▸ **SET TASK**
The lines to extract begin at the one containing "bowl of grated" and run to the end of the listing; set them down exactly and alone.

[Coordinate annotation entries]
● ● ● ●

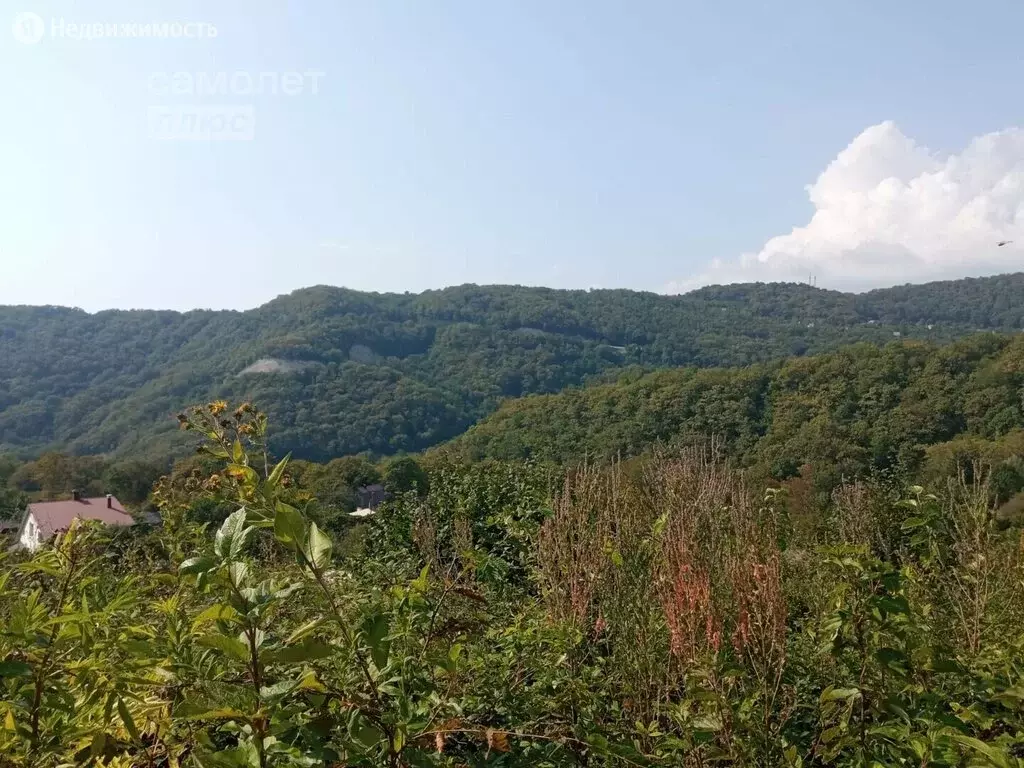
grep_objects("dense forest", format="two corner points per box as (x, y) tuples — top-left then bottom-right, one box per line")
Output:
(438, 334), (1024, 493)
(0, 399), (1024, 768)
(0, 274), (1024, 461)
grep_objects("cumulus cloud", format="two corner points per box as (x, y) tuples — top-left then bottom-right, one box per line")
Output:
(666, 122), (1024, 293)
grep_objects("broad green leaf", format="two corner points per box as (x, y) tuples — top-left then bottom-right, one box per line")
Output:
(118, 696), (138, 741)
(196, 635), (249, 662)
(266, 454), (292, 487)
(178, 557), (217, 575)
(362, 613), (390, 670)
(820, 686), (860, 701)
(259, 639), (335, 664)
(949, 732), (1016, 768)
(306, 522), (332, 569)
(213, 507), (246, 559)
(273, 502), (306, 550)
(0, 662), (32, 678)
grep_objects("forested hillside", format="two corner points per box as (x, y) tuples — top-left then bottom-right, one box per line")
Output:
(6, 274), (1024, 460)
(441, 334), (1024, 486)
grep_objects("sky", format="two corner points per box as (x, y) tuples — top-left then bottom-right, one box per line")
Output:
(0, 0), (1024, 311)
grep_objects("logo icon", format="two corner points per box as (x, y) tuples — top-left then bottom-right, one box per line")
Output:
(10, 11), (46, 45)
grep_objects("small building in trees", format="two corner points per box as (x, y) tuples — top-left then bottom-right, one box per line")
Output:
(17, 490), (135, 550)
(356, 483), (388, 512)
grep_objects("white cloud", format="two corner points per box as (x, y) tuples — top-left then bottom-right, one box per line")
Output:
(666, 122), (1024, 293)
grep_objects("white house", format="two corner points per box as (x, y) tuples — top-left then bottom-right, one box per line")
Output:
(17, 490), (135, 550)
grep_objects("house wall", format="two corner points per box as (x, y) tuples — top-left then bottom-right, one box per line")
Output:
(18, 512), (41, 550)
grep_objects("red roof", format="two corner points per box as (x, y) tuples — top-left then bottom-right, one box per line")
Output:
(28, 496), (135, 540)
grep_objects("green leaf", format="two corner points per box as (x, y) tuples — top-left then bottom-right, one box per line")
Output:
(362, 613), (391, 670)
(821, 686), (860, 701)
(118, 696), (138, 741)
(949, 732), (1011, 768)
(178, 557), (217, 575)
(273, 502), (306, 550)
(213, 507), (246, 558)
(259, 639), (336, 664)
(266, 454), (292, 487)
(306, 522), (333, 569)
(196, 635), (249, 662)
(0, 662), (32, 678)
(285, 616), (324, 645)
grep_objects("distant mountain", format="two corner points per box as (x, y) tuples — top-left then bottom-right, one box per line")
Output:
(0, 273), (1024, 459)
(435, 333), (1024, 487)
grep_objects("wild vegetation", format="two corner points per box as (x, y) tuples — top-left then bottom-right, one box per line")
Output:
(0, 402), (1024, 768)
(439, 334), (1024, 492)
(0, 274), (1024, 462)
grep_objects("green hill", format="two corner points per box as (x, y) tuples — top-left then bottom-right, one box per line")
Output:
(441, 334), (1024, 477)
(0, 274), (1024, 460)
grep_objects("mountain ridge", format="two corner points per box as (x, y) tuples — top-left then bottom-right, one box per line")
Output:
(0, 273), (1024, 459)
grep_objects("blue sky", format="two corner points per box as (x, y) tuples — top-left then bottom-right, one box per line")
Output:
(0, 0), (1024, 310)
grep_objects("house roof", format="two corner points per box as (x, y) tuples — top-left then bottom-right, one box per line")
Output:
(26, 496), (135, 539)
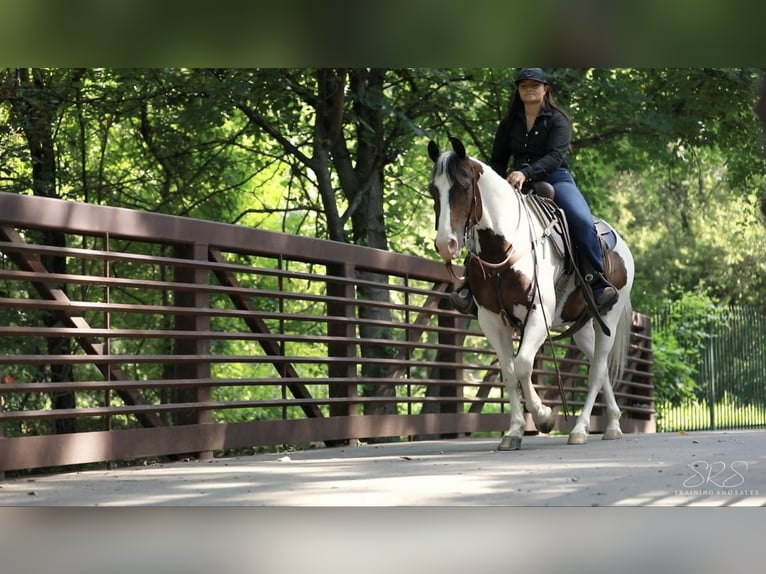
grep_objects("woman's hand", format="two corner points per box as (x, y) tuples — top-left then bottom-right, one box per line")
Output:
(508, 171), (527, 189)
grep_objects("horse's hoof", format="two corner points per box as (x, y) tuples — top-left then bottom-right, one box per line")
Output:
(497, 435), (521, 450)
(567, 432), (588, 444)
(535, 412), (556, 434)
(601, 429), (622, 440)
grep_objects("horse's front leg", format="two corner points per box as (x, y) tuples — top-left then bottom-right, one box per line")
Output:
(567, 325), (622, 444)
(514, 320), (556, 433)
(478, 307), (524, 450)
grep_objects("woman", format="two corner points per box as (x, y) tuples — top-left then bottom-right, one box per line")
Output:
(452, 68), (617, 318)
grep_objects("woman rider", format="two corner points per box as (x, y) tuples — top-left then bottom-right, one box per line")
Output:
(452, 68), (617, 318)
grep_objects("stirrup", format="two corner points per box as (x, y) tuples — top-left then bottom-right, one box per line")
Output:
(594, 282), (620, 313)
(449, 287), (478, 315)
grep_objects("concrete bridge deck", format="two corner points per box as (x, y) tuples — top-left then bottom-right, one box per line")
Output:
(0, 430), (766, 507)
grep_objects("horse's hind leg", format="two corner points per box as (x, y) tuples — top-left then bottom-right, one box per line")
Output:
(497, 382), (524, 450)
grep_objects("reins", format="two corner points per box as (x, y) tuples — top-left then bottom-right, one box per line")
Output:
(445, 174), (569, 421)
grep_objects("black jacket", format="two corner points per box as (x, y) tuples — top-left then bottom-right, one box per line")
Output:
(489, 107), (572, 181)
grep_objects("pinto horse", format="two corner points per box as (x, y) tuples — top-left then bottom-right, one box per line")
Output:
(428, 138), (634, 450)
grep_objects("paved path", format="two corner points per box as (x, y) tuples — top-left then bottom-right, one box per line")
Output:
(0, 430), (766, 507)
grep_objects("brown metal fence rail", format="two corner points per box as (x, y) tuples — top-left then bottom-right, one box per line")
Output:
(0, 193), (655, 472)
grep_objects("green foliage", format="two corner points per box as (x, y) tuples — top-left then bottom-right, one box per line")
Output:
(0, 68), (766, 430)
(651, 293), (720, 406)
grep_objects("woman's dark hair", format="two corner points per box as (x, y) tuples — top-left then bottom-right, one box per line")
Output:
(503, 86), (572, 126)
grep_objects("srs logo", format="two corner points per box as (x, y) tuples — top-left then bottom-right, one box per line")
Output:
(683, 460), (749, 489)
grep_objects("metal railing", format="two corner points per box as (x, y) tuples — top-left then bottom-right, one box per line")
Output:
(0, 193), (654, 472)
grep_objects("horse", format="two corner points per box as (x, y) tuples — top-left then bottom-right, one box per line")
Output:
(428, 137), (634, 450)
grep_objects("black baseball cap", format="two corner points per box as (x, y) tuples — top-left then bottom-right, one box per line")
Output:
(515, 68), (548, 86)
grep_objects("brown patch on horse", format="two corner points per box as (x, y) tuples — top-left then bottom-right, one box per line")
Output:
(468, 229), (532, 313)
(561, 251), (628, 322)
(604, 251), (628, 289)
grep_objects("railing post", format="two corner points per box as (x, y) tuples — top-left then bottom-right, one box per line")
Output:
(327, 263), (359, 442)
(174, 243), (213, 459)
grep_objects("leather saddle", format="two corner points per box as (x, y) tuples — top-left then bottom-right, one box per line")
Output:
(521, 181), (617, 278)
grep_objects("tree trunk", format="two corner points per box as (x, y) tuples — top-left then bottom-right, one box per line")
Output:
(8, 68), (76, 433)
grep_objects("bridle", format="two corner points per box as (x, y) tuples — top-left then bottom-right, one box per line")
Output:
(445, 165), (569, 420)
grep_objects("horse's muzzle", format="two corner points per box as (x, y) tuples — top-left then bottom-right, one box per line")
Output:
(434, 233), (461, 261)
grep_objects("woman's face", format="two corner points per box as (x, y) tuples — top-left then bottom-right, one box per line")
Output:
(519, 80), (548, 105)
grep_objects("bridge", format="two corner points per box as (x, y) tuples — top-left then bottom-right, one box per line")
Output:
(0, 193), (655, 476)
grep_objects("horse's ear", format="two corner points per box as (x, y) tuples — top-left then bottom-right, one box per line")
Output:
(428, 140), (439, 163)
(449, 136), (465, 159)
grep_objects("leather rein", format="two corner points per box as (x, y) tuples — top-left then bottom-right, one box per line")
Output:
(445, 170), (569, 420)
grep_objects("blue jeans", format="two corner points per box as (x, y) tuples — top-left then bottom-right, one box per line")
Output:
(545, 167), (604, 273)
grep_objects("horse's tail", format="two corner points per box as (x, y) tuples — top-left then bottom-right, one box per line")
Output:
(608, 292), (633, 385)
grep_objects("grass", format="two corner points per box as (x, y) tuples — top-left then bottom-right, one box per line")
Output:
(657, 397), (766, 431)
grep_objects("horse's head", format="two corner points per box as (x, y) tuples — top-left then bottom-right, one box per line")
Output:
(428, 137), (483, 261)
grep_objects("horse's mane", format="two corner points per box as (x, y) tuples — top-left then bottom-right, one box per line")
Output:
(434, 151), (458, 181)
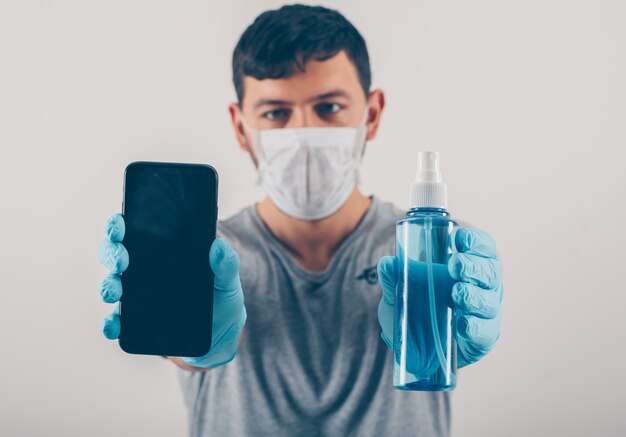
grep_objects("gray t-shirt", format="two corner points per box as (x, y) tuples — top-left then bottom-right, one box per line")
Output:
(178, 197), (450, 437)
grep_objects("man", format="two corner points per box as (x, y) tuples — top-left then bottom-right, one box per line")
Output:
(101, 5), (501, 436)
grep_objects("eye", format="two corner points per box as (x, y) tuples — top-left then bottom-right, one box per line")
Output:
(263, 108), (291, 120)
(315, 103), (343, 117)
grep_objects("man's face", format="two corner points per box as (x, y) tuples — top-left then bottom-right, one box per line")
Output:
(229, 47), (384, 164)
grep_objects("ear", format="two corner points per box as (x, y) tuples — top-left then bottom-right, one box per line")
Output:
(366, 89), (385, 141)
(228, 103), (250, 152)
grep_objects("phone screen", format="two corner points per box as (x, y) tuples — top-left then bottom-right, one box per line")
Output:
(119, 162), (217, 357)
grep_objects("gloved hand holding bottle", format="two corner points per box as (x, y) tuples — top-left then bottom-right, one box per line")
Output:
(99, 214), (247, 368)
(378, 228), (503, 368)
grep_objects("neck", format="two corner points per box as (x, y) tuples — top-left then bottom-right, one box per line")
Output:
(256, 187), (372, 272)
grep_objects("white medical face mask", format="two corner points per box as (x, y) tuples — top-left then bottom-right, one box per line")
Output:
(242, 108), (369, 220)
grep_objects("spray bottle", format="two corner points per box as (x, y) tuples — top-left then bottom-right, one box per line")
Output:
(393, 151), (458, 391)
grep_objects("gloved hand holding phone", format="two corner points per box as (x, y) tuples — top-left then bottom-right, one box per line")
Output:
(99, 214), (247, 368)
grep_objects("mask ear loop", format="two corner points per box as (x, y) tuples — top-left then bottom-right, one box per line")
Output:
(354, 105), (370, 185)
(239, 114), (265, 185)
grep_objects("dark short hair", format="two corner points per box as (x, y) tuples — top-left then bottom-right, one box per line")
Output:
(233, 4), (372, 104)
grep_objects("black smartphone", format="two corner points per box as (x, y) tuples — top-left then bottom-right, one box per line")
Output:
(119, 162), (218, 357)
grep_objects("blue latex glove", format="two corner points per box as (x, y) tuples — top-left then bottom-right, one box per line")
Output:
(378, 228), (503, 368)
(99, 214), (247, 368)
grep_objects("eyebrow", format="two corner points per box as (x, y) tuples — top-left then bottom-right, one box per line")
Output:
(254, 90), (351, 109)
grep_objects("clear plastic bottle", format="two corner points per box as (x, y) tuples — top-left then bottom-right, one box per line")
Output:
(393, 151), (458, 391)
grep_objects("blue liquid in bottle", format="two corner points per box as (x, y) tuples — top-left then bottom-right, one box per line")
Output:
(393, 152), (458, 391)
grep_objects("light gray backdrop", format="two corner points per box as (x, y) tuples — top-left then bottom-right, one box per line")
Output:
(0, 0), (626, 437)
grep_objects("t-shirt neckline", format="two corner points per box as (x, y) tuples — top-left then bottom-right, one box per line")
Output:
(248, 195), (379, 283)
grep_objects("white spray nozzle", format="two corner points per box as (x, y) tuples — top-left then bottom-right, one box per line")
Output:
(410, 151), (448, 209)
(415, 151), (441, 182)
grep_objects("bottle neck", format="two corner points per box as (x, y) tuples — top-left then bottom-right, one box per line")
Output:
(406, 206), (450, 218)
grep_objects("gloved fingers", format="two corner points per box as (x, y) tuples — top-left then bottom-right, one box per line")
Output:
(104, 213), (126, 243)
(102, 302), (121, 340)
(454, 228), (497, 258)
(448, 253), (500, 288)
(452, 282), (502, 319)
(377, 256), (398, 306)
(98, 239), (128, 273)
(100, 273), (122, 303)
(209, 237), (241, 294)
(456, 310), (502, 354)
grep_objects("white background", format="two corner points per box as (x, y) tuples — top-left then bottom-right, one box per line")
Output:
(0, 0), (626, 436)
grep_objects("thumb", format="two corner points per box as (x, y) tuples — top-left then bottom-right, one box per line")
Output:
(378, 256), (398, 306)
(209, 237), (241, 294)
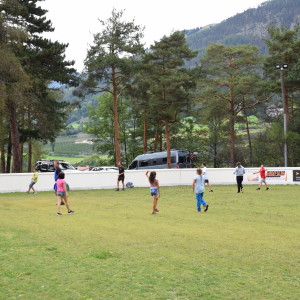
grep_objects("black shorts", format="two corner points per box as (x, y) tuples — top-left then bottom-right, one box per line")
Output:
(118, 175), (125, 182)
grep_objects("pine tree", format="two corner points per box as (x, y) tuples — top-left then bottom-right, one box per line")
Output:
(82, 9), (144, 163)
(146, 32), (197, 168)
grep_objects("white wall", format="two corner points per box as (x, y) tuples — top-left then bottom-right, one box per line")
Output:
(0, 168), (300, 193)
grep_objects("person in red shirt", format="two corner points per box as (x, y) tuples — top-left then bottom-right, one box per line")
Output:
(253, 165), (269, 191)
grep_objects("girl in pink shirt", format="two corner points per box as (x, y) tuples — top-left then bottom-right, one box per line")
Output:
(146, 171), (160, 215)
(56, 172), (74, 216)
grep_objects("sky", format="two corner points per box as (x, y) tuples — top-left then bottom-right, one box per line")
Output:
(41, 0), (266, 72)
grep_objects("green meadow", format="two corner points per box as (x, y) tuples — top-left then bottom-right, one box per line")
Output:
(0, 184), (300, 299)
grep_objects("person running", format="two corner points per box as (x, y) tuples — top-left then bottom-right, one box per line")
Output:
(53, 160), (65, 205)
(146, 171), (160, 215)
(201, 163), (213, 193)
(26, 168), (39, 194)
(233, 162), (245, 193)
(192, 169), (208, 212)
(253, 165), (269, 191)
(116, 161), (125, 192)
(56, 172), (75, 216)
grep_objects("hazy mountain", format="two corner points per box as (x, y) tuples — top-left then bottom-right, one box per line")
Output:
(185, 0), (300, 64)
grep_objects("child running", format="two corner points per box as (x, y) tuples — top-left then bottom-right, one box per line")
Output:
(146, 171), (160, 215)
(192, 169), (208, 212)
(26, 168), (39, 194)
(56, 172), (75, 216)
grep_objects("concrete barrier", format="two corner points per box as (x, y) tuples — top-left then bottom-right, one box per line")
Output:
(0, 168), (300, 193)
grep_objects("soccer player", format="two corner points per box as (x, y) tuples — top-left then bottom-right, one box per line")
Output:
(56, 172), (74, 216)
(146, 171), (160, 215)
(253, 165), (269, 191)
(116, 161), (125, 192)
(201, 163), (213, 193)
(26, 168), (39, 194)
(233, 162), (245, 193)
(192, 169), (208, 212)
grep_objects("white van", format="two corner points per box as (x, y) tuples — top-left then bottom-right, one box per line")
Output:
(128, 150), (193, 170)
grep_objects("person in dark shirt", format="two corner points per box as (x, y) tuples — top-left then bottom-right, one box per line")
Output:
(116, 162), (125, 192)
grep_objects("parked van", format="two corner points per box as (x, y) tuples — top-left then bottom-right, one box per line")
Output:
(128, 150), (193, 170)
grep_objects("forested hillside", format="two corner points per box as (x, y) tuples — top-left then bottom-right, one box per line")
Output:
(186, 0), (300, 66)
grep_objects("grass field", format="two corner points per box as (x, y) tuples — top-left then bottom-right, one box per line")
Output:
(0, 185), (300, 299)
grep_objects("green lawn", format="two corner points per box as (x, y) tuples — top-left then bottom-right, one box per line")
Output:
(0, 184), (300, 299)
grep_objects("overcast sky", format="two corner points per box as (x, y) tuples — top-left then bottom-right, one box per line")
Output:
(41, 0), (265, 72)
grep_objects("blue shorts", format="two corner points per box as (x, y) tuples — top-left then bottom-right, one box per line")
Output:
(29, 181), (36, 187)
(150, 187), (158, 196)
(57, 192), (66, 197)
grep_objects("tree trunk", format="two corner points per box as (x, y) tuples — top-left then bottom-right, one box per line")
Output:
(27, 139), (32, 173)
(153, 125), (159, 152)
(7, 99), (21, 173)
(112, 67), (121, 164)
(165, 121), (172, 169)
(6, 139), (11, 173)
(229, 113), (235, 168)
(1, 146), (5, 173)
(144, 116), (148, 153)
(245, 112), (253, 166)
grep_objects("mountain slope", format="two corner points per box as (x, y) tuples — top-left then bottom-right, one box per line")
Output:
(185, 0), (300, 64)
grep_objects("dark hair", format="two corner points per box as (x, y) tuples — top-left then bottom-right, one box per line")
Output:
(58, 172), (65, 179)
(149, 171), (156, 184)
(196, 168), (202, 175)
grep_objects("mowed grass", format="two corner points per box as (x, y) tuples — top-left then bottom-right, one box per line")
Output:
(0, 184), (300, 299)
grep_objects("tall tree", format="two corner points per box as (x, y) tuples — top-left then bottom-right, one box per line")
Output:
(82, 9), (144, 163)
(0, 0), (77, 172)
(146, 31), (197, 168)
(199, 44), (269, 167)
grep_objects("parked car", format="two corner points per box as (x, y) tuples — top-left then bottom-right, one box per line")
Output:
(91, 167), (119, 172)
(35, 160), (79, 173)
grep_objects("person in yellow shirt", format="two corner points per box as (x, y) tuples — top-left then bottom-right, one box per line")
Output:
(26, 168), (39, 194)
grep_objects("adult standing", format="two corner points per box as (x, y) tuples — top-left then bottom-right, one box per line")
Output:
(53, 160), (65, 205)
(233, 162), (245, 193)
(116, 161), (125, 192)
(201, 163), (213, 193)
(253, 165), (269, 191)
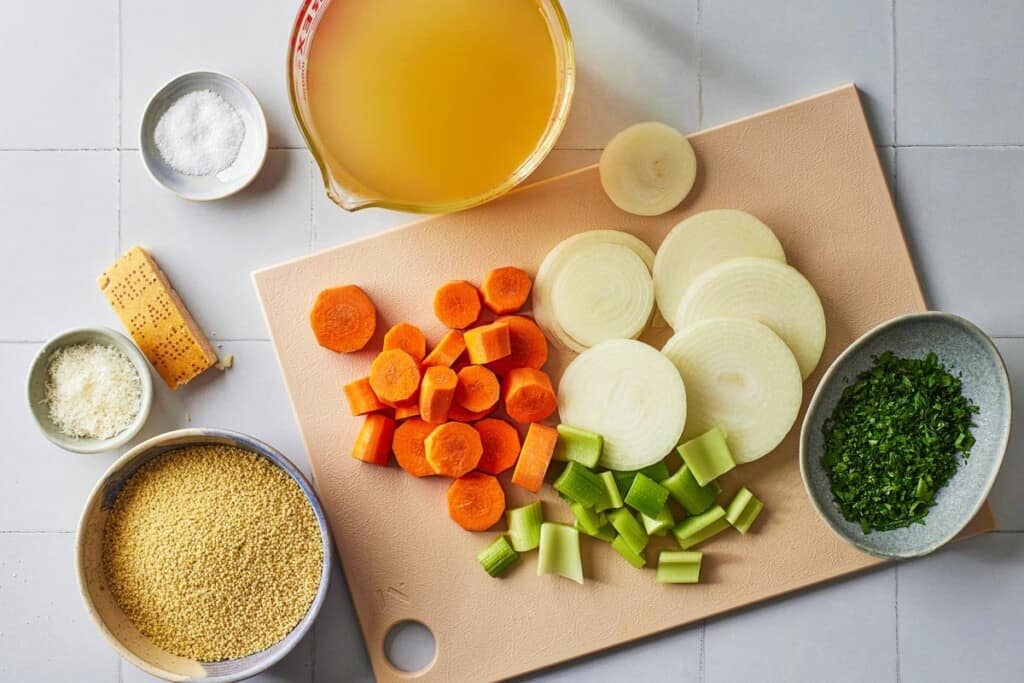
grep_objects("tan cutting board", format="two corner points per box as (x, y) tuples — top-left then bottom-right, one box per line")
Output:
(254, 85), (993, 681)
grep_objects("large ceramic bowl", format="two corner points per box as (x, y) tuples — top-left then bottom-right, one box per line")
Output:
(800, 312), (1011, 558)
(76, 429), (333, 683)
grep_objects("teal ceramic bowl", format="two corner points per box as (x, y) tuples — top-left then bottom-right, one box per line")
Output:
(800, 312), (1011, 559)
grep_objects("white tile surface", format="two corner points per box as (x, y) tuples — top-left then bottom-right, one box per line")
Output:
(0, 0), (118, 148)
(700, 0), (893, 144)
(895, 0), (1024, 144)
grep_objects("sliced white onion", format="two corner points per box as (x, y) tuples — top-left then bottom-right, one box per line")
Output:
(674, 258), (825, 379)
(558, 339), (686, 470)
(662, 318), (803, 463)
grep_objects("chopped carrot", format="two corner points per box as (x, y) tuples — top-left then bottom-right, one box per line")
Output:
(473, 418), (520, 474)
(391, 418), (436, 477)
(370, 348), (420, 403)
(480, 265), (532, 315)
(434, 280), (480, 330)
(309, 285), (377, 353)
(423, 330), (466, 368)
(425, 422), (483, 479)
(384, 323), (427, 362)
(446, 472), (505, 531)
(464, 323), (512, 366)
(420, 366), (459, 424)
(352, 413), (394, 465)
(512, 423), (558, 494)
(504, 368), (558, 423)
(487, 315), (548, 377)
(455, 366), (501, 413)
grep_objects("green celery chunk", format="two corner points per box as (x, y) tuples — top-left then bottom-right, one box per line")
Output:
(679, 427), (736, 486)
(476, 536), (519, 577)
(552, 425), (604, 468)
(672, 505), (729, 550)
(554, 460), (604, 508)
(608, 508), (647, 553)
(662, 464), (722, 515)
(655, 550), (703, 584)
(505, 501), (544, 553)
(725, 486), (765, 533)
(537, 522), (583, 584)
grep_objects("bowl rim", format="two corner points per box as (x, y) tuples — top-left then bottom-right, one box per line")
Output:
(75, 427), (334, 683)
(799, 310), (1013, 559)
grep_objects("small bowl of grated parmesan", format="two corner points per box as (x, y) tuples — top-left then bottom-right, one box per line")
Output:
(28, 328), (153, 453)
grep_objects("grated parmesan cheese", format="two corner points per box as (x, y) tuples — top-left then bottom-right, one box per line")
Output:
(46, 344), (142, 439)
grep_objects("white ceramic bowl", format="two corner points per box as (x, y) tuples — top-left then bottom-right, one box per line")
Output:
(138, 71), (267, 202)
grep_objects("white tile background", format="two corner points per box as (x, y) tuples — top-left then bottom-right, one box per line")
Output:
(0, 0), (1024, 683)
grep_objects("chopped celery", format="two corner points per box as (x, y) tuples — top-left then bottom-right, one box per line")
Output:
(608, 508), (647, 553)
(611, 536), (647, 569)
(662, 463), (722, 515)
(476, 536), (519, 577)
(625, 472), (669, 517)
(672, 505), (729, 550)
(676, 427), (736, 486)
(506, 501), (544, 553)
(655, 550), (702, 584)
(554, 461), (604, 508)
(553, 425), (604, 467)
(537, 522), (583, 584)
(725, 486), (765, 533)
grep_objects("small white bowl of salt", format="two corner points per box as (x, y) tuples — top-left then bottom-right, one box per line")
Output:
(139, 71), (267, 202)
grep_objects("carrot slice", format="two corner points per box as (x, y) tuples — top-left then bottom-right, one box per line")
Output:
(391, 418), (436, 477)
(447, 472), (505, 531)
(352, 413), (394, 465)
(309, 285), (377, 353)
(434, 280), (480, 330)
(473, 418), (520, 474)
(420, 366), (459, 424)
(425, 422), (483, 479)
(370, 348), (420, 403)
(505, 368), (558, 423)
(464, 323), (512, 366)
(512, 423), (558, 494)
(455, 366), (501, 413)
(487, 315), (548, 377)
(480, 265), (532, 314)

● ● ● ●

▸ **COMPLETE OUTPUT**
grep_objects("small bowl of grated parmesan", format="two corner points per box as (x, y) tuples — top-left then bottom-right, one box per line")
Output:
(28, 328), (153, 453)
grep_objects("grated parmesan cheese", format="two corner points per box as (x, y) tuples — top-left then bottom-right, one box per line")
Output:
(46, 344), (142, 439)
grep_objects("white ceramic bowl", format="two corner points per box as (x, y) tuples — top-left then bottom-right, one box per line")
Output:
(138, 71), (267, 202)
grep_objects("white tile background", format="two corner points per box as (x, y) tuples — top-left then bottom-right, one box per line")
Output:
(0, 0), (1024, 683)
grep_objects("chopped celery", format="two corner points per box as (x, y) tuples — top-left then bottom-right, one box per line")
Output:
(608, 508), (647, 553)
(611, 536), (647, 569)
(662, 463), (722, 515)
(476, 536), (519, 577)
(625, 472), (669, 517)
(672, 505), (729, 550)
(676, 427), (736, 486)
(506, 501), (544, 553)
(655, 550), (702, 584)
(554, 461), (604, 508)
(553, 425), (604, 467)
(537, 522), (583, 584)
(725, 486), (765, 533)
grep_objects("small white bowl of salt", format="two corner points per box as (x, y) tuples — top-left then bottom-right, one box per line")
Output:
(139, 71), (267, 202)
grep_objects("carrot slice", format="two corner points per box as (x, y) tuples — top-left then bottom-right, one box per line")
Output:
(391, 418), (436, 477)
(447, 472), (505, 531)
(352, 413), (394, 465)
(309, 285), (377, 353)
(434, 280), (480, 330)
(473, 418), (520, 474)
(420, 366), (459, 424)
(425, 422), (483, 479)
(370, 348), (420, 403)
(505, 368), (558, 423)
(464, 323), (512, 366)
(512, 423), (558, 494)
(455, 366), (501, 413)
(487, 315), (548, 377)
(480, 265), (532, 314)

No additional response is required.